What is required »
Below is a listing. Set down exactly the lines from the one containing "of the harvestman" through the one containing "of the small", both ends included, and leave out the rest.

Data for the task »

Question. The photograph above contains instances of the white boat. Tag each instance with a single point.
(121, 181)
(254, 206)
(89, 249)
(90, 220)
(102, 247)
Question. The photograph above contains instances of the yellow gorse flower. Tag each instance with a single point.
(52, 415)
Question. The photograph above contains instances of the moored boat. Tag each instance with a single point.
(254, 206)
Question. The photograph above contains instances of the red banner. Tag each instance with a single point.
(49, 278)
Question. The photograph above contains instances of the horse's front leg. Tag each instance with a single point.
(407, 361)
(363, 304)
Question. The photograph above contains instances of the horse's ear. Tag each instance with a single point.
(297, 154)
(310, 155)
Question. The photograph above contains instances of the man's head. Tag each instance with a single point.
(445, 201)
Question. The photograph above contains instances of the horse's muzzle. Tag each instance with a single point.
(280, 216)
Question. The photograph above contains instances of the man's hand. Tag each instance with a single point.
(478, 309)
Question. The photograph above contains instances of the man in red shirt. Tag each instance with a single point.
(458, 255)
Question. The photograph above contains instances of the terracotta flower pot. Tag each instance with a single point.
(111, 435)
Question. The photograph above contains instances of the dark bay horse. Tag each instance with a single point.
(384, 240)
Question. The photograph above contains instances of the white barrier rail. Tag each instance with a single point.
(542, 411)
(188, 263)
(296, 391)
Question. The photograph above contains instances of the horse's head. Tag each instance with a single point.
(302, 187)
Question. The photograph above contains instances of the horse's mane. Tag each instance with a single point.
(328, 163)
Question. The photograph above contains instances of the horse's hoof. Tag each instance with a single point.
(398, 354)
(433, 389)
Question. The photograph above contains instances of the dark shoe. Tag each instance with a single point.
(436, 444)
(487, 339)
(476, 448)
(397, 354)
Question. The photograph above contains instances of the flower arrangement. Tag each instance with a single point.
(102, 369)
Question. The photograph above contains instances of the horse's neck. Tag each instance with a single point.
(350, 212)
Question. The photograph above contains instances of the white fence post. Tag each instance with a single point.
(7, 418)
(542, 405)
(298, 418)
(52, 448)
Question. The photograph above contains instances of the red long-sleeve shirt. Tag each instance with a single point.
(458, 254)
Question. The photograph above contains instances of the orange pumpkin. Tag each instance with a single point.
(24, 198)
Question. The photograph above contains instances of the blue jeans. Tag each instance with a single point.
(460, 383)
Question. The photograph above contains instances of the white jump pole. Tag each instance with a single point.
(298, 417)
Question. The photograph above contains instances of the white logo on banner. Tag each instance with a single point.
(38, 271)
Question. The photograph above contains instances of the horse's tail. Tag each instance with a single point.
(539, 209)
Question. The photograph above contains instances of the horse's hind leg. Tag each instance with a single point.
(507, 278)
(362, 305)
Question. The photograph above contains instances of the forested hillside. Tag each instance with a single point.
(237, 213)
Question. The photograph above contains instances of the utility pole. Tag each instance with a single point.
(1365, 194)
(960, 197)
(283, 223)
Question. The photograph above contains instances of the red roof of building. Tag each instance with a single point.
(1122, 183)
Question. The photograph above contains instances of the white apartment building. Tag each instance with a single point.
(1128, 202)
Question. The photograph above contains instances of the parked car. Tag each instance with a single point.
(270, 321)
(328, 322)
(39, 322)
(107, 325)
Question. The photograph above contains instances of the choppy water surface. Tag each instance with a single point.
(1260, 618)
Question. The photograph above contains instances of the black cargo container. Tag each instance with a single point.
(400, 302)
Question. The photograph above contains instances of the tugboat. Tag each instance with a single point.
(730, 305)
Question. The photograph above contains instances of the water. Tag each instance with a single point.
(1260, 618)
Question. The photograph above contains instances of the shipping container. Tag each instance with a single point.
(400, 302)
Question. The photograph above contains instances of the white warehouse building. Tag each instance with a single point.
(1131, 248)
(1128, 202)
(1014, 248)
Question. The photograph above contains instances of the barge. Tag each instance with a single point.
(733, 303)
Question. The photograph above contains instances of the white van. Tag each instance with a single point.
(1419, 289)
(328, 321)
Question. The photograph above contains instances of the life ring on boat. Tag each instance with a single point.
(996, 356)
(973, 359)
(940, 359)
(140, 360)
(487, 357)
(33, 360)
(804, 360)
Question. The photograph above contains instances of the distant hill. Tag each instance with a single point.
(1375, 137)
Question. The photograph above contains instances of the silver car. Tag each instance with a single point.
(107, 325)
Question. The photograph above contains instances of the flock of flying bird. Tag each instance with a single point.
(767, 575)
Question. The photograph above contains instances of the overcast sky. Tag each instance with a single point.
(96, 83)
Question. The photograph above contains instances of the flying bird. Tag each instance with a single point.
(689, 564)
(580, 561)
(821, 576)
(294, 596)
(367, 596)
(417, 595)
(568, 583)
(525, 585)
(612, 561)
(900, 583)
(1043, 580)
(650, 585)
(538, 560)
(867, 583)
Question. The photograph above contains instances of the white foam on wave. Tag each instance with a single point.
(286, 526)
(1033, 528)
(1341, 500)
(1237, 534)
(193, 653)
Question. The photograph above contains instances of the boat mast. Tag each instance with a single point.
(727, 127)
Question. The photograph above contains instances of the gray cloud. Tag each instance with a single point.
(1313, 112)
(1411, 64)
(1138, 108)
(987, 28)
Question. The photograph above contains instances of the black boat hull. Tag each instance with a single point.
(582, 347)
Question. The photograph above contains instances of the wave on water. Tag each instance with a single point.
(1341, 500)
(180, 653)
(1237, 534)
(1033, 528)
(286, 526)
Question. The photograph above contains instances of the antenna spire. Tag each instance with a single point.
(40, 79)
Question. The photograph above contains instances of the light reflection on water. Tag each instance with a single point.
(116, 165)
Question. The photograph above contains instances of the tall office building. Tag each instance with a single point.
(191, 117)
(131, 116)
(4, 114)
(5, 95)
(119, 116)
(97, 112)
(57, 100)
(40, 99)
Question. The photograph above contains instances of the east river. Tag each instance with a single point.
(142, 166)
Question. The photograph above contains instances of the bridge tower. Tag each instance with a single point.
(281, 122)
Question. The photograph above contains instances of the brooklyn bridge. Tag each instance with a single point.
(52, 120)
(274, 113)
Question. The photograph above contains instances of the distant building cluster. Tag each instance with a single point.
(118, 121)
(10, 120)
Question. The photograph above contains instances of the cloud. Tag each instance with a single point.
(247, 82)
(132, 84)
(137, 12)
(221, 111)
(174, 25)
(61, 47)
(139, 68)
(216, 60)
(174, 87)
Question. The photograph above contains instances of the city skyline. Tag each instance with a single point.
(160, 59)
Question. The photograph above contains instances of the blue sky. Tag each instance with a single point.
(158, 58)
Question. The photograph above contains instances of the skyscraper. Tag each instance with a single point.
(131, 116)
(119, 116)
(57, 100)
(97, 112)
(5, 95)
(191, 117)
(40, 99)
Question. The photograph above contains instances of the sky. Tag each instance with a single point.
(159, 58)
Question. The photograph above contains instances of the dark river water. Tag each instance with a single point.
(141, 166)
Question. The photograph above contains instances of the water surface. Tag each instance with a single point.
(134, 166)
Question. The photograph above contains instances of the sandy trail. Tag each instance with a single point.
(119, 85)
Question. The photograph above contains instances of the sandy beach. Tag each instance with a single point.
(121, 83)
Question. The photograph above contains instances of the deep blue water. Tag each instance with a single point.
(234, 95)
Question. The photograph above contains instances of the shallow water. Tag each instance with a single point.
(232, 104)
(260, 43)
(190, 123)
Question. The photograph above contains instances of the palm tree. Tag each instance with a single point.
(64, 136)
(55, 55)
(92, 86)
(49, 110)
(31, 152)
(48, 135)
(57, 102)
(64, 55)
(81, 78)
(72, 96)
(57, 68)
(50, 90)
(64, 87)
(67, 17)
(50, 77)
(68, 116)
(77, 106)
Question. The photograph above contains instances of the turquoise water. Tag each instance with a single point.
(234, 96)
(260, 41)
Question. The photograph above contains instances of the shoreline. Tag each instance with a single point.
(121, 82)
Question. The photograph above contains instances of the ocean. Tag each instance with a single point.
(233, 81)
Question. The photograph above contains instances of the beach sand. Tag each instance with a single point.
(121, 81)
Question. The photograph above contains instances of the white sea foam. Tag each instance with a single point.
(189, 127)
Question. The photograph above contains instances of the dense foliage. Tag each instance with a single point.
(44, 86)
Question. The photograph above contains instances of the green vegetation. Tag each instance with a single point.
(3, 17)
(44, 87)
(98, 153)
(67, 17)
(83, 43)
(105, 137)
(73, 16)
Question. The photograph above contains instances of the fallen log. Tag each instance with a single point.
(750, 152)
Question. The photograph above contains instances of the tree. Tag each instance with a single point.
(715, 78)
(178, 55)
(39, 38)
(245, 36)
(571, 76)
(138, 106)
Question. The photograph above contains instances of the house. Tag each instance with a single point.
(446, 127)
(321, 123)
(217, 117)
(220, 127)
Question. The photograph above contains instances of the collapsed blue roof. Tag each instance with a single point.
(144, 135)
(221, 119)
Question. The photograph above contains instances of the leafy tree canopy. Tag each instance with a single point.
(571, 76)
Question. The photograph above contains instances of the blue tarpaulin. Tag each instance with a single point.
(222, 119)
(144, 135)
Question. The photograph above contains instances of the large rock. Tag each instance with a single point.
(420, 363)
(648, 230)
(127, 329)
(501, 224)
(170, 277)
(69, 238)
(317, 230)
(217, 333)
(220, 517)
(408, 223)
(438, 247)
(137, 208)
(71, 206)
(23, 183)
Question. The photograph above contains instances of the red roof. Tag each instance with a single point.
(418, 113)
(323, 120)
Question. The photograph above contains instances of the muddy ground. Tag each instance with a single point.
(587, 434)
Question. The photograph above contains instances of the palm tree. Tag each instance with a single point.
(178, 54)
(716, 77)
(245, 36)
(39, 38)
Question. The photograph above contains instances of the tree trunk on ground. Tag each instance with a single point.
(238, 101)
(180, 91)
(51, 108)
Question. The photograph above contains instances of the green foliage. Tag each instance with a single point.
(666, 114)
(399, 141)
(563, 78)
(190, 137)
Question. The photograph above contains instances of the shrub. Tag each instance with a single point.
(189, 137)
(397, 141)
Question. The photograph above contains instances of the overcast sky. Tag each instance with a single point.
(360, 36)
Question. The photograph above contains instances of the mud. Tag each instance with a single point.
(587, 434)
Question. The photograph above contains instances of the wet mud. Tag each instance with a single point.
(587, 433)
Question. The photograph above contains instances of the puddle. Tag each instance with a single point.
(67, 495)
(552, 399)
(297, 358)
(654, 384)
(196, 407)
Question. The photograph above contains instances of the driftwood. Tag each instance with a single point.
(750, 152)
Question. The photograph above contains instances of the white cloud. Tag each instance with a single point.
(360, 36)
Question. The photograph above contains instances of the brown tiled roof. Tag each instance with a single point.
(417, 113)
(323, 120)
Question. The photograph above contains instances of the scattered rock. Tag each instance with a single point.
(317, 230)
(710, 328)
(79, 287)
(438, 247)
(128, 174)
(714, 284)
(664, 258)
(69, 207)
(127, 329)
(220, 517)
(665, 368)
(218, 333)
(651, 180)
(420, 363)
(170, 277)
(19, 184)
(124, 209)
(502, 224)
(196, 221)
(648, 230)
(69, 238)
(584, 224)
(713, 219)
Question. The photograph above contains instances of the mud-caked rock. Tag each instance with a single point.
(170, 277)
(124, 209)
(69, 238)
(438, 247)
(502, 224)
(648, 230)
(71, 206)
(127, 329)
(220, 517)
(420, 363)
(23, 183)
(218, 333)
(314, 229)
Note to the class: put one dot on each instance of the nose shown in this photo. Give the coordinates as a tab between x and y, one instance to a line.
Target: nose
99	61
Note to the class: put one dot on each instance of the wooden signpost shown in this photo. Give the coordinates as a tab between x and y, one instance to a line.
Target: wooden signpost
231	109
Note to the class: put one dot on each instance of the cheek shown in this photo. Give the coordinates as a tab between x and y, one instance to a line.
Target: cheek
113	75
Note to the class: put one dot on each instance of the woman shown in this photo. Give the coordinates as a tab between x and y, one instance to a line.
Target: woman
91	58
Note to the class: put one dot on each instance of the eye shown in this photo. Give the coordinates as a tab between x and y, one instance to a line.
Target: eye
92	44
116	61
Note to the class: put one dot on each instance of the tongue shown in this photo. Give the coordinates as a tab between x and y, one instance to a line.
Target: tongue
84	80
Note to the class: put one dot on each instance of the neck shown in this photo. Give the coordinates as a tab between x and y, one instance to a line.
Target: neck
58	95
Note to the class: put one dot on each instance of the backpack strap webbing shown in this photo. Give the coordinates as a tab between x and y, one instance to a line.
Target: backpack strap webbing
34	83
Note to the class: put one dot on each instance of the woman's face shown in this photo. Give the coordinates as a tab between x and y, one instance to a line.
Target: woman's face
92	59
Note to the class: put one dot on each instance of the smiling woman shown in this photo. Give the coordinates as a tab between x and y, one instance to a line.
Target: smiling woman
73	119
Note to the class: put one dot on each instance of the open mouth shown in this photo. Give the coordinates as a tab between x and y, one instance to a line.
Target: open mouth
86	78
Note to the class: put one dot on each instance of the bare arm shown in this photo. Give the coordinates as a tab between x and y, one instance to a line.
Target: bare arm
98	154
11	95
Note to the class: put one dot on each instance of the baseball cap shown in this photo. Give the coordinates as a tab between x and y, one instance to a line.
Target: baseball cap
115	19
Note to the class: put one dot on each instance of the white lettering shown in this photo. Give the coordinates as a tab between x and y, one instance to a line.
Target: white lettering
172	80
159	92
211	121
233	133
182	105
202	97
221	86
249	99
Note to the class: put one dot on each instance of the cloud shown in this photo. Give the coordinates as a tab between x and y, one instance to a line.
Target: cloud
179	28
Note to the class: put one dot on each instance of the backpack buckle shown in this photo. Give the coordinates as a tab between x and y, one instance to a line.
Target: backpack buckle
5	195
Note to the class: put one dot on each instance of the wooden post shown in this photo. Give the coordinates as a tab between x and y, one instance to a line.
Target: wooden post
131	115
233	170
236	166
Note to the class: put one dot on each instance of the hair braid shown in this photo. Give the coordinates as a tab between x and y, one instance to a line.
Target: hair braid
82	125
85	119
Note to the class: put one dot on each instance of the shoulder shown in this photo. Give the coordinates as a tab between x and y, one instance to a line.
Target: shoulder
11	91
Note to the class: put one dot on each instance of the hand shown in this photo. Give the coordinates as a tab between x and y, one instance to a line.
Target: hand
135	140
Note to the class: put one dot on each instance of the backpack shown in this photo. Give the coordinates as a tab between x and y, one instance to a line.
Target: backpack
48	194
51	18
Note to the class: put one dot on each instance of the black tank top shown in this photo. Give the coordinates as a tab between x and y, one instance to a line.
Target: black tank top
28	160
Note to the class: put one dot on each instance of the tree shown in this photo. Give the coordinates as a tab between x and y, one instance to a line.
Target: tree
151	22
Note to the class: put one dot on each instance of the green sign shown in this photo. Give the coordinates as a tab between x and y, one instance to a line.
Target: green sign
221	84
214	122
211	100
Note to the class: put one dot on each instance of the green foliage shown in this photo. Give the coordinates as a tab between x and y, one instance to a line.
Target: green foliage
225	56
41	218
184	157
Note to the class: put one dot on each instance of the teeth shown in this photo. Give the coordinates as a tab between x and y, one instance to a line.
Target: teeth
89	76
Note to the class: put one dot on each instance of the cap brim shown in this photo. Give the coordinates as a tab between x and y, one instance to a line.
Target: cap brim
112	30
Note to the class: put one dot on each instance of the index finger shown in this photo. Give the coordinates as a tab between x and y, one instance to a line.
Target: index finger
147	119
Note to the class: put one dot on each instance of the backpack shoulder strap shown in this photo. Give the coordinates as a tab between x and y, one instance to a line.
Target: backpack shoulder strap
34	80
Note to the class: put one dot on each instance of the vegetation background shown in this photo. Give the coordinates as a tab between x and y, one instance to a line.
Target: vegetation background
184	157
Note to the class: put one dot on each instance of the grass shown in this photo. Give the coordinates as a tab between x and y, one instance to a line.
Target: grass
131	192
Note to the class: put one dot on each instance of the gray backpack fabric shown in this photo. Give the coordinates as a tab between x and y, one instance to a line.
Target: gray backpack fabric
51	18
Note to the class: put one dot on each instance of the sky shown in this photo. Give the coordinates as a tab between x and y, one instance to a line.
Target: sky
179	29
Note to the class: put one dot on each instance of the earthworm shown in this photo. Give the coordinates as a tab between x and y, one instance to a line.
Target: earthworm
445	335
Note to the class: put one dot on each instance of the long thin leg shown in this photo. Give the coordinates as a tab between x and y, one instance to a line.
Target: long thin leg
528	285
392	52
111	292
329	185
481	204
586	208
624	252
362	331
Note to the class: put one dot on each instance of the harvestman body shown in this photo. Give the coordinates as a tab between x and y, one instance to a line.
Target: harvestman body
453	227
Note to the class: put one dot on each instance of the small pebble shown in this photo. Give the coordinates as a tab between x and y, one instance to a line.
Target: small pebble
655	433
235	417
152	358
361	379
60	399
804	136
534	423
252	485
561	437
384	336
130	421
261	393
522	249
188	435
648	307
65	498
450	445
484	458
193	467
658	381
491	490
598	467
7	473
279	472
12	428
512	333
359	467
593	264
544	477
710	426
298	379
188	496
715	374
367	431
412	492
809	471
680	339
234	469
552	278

Response »
Note to the class: put one dot on each instance of the harvestman body shown in this photo. Give the coordinates as a tab between x and y, one instance to a line.
Target: harvestman body
453	227
Note to the class: put one dot on each instance of the small pebble shown in this photo. Give the coordinates as a tab between x and y, one instance to a line.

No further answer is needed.